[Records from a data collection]

<<<<

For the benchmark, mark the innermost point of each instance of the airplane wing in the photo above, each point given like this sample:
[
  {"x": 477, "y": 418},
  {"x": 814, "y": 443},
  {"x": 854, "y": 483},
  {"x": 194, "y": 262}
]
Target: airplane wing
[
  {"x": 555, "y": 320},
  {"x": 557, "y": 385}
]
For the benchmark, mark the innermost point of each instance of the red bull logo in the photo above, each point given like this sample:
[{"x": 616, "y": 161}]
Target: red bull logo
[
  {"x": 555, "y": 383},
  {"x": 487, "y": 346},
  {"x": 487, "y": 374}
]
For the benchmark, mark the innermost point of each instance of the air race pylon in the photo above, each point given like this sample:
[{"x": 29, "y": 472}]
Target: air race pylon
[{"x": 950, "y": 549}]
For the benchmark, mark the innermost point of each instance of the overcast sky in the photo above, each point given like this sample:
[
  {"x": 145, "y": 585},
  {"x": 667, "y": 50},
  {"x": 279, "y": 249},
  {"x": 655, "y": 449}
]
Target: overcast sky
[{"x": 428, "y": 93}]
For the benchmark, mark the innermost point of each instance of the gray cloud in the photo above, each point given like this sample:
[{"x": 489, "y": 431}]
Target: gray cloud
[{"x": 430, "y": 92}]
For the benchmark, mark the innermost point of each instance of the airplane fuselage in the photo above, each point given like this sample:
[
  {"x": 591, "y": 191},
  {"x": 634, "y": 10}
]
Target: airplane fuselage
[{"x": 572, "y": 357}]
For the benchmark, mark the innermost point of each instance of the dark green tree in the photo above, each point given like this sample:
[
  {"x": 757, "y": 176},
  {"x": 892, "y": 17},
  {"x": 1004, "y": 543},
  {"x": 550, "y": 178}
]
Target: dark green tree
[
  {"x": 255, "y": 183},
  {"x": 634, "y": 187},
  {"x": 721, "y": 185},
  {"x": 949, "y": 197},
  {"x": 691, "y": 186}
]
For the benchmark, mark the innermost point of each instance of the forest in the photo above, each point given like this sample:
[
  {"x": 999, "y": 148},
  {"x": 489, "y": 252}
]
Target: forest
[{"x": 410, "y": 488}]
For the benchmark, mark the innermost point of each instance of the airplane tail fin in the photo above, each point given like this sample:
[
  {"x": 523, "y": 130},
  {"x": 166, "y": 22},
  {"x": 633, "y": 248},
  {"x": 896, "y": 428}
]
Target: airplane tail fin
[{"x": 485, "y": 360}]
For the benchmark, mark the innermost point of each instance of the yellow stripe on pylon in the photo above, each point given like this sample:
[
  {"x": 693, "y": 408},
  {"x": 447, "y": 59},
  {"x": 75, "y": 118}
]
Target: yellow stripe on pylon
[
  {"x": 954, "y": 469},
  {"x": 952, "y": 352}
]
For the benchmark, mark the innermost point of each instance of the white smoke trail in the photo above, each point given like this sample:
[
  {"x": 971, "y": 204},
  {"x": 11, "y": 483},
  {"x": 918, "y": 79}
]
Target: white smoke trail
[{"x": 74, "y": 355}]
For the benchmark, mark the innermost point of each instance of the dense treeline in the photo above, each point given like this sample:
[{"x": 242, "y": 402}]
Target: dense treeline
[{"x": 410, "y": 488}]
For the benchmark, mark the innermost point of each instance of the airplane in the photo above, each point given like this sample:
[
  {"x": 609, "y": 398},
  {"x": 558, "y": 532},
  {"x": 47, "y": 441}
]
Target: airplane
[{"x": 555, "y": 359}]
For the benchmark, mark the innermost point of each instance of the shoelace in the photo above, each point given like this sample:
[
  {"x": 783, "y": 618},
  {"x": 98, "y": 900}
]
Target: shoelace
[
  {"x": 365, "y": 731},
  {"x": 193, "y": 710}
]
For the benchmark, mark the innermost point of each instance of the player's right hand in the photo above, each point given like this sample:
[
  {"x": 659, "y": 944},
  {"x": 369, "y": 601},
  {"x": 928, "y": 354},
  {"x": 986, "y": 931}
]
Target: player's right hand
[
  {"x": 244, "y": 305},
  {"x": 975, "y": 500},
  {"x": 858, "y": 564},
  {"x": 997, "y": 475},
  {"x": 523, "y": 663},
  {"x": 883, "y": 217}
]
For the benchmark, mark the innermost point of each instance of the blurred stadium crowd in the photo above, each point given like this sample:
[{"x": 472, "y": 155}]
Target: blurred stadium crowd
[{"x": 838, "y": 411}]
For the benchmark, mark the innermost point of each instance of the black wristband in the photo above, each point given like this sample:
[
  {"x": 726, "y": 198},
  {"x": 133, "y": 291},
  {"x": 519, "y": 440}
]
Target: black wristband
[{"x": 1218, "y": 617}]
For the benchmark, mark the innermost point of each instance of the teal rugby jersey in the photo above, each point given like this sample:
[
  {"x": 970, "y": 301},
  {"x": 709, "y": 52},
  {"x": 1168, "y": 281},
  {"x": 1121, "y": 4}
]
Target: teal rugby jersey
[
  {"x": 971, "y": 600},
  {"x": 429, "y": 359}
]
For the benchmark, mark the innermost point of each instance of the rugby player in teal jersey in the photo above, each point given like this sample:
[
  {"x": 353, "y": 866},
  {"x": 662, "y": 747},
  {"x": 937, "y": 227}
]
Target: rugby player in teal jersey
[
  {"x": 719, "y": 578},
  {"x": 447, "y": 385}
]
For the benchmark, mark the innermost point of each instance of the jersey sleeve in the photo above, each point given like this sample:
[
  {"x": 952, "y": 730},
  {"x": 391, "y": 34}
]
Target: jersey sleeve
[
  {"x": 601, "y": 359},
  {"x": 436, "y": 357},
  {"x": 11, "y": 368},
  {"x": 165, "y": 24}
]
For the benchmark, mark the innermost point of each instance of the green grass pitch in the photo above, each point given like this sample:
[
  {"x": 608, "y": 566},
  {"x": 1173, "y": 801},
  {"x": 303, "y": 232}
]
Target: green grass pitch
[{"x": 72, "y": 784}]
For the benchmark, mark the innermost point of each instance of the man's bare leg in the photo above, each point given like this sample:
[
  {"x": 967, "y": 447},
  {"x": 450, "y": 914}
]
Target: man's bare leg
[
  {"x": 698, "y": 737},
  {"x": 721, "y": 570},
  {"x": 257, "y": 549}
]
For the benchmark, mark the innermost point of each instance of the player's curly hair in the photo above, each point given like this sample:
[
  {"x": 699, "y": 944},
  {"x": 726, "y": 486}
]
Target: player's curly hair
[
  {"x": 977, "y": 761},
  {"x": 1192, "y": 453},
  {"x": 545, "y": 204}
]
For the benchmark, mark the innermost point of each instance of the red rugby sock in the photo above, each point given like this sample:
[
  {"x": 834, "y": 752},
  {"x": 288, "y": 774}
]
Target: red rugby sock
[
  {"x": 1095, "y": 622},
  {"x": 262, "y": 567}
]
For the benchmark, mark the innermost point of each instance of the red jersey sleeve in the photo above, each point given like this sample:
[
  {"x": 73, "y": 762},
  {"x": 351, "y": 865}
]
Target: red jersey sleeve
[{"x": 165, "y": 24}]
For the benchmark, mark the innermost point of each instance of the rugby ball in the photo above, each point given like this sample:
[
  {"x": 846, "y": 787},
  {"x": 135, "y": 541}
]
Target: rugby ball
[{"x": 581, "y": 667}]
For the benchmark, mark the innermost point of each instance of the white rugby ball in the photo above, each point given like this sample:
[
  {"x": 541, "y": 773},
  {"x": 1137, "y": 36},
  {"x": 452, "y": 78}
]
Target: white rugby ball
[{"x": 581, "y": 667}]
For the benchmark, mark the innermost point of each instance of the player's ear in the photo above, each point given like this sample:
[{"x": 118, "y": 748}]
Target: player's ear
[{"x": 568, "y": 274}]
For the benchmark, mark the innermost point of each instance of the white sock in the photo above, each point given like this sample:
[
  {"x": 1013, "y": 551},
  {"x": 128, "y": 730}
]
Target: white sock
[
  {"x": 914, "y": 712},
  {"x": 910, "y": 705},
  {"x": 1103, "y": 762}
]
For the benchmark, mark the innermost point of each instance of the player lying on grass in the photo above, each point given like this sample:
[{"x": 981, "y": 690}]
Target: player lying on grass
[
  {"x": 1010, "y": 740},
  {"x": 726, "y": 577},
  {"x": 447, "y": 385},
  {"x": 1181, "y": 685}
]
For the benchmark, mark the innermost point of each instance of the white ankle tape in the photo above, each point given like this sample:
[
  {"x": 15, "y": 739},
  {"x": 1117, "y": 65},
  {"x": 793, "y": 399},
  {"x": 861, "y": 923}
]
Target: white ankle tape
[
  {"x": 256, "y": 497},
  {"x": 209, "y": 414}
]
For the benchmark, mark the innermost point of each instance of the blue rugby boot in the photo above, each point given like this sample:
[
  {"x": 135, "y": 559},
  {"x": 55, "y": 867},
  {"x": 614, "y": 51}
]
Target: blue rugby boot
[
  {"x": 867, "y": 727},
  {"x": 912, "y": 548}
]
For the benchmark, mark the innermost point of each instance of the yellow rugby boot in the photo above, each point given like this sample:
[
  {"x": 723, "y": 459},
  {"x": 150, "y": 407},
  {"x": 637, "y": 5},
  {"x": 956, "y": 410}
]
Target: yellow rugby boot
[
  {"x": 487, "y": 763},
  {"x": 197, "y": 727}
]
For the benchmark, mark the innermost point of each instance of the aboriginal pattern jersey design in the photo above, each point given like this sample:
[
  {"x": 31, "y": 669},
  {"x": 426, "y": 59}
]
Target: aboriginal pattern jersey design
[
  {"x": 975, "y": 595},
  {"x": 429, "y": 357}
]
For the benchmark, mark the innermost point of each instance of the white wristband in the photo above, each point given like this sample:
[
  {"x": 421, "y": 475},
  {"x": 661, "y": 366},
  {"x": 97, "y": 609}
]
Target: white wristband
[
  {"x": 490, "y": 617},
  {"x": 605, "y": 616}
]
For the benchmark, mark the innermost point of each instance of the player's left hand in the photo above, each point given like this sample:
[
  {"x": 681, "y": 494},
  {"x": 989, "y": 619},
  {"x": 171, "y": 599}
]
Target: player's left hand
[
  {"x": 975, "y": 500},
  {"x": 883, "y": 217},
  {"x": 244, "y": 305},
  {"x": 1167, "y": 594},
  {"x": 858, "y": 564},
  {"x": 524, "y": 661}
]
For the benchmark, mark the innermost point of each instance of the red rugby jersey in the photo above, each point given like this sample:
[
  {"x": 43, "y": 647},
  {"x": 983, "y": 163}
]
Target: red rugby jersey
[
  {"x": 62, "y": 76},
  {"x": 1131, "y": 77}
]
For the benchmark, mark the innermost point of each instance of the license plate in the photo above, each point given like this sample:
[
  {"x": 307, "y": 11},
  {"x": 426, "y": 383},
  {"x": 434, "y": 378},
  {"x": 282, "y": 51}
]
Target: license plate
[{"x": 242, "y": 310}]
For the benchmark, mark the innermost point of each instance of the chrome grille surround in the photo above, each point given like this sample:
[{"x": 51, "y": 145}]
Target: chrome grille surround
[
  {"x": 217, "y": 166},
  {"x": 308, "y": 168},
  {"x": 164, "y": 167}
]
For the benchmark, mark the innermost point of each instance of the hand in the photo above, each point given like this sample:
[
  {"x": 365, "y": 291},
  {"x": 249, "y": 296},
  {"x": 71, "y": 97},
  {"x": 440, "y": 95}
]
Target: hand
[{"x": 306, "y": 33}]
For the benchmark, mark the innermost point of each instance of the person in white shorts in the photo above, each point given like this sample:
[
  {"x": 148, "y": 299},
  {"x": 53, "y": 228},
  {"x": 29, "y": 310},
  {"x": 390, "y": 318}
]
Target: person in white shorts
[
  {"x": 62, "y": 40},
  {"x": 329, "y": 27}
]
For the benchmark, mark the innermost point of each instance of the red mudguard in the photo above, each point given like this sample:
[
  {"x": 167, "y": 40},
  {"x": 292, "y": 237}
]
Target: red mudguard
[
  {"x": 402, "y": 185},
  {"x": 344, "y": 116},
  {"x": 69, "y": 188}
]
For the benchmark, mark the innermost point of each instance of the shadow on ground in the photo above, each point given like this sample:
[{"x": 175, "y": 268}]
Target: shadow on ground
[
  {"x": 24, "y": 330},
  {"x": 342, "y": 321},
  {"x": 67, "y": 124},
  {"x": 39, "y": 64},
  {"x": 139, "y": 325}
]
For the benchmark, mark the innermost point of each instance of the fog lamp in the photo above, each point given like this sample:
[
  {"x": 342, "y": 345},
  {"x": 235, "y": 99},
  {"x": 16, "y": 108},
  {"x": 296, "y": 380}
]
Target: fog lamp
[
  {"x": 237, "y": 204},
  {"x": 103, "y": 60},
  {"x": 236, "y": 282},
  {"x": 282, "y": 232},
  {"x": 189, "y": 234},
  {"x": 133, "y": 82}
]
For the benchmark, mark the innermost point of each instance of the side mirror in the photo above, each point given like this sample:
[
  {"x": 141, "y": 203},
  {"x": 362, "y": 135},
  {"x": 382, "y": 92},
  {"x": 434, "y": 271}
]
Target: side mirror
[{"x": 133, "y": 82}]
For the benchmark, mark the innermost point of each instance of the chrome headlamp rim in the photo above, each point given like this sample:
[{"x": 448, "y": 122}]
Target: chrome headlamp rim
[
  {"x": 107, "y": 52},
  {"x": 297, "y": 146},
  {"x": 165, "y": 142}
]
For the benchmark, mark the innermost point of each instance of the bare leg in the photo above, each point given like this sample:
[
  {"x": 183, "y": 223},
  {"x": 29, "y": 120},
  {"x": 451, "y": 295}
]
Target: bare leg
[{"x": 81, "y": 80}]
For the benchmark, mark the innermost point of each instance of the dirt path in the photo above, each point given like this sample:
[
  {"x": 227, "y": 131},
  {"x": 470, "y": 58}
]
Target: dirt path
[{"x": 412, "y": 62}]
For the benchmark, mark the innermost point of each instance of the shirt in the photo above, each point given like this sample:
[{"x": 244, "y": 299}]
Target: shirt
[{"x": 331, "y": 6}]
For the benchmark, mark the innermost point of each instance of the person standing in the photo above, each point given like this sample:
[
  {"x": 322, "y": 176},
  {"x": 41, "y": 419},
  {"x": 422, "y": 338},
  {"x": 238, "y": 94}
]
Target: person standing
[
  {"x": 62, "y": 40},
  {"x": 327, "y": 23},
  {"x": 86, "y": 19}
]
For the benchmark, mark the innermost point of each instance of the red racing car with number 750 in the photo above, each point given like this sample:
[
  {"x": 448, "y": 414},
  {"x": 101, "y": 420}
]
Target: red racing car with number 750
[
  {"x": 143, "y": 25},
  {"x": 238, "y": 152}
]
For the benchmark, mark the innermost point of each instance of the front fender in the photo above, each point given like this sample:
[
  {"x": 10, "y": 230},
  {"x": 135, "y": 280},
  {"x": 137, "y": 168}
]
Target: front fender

>>>>

◆ THE REQUEST ◆
Quote every line from the line containing "of the shirt" through the closing line of the listing, including both.

◆ SOLVED PROBLEM ◆
For the benchmark, mark the innermost point of each instance of the shirt in the photo above, each point given like this sample:
[{"x": 244, "y": 299}]
Target: shirt
[{"x": 331, "y": 6}]
For the benchmark, mark the innermost point of each instance of the person standing in the photo above, each point given like this sample:
[
  {"x": 322, "y": 176},
  {"x": 41, "y": 419},
  {"x": 422, "y": 338},
  {"x": 238, "y": 94}
]
Target: person standing
[
  {"x": 62, "y": 40},
  {"x": 327, "y": 23},
  {"x": 86, "y": 19}
]
For the benchmark, mark the innermost point of each instance of the red racing car with number 750 in the photo above, each point given like this sample:
[
  {"x": 448, "y": 414},
  {"x": 101, "y": 420}
]
Target: red racing car with number 750
[
  {"x": 143, "y": 25},
  {"x": 238, "y": 152}
]
For the benchmark, mark the innermost point of each instance of the front fender in the photo above, each point given like this sample:
[
  {"x": 10, "y": 230},
  {"x": 135, "y": 280},
  {"x": 137, "y": 168}
]
Target: front fender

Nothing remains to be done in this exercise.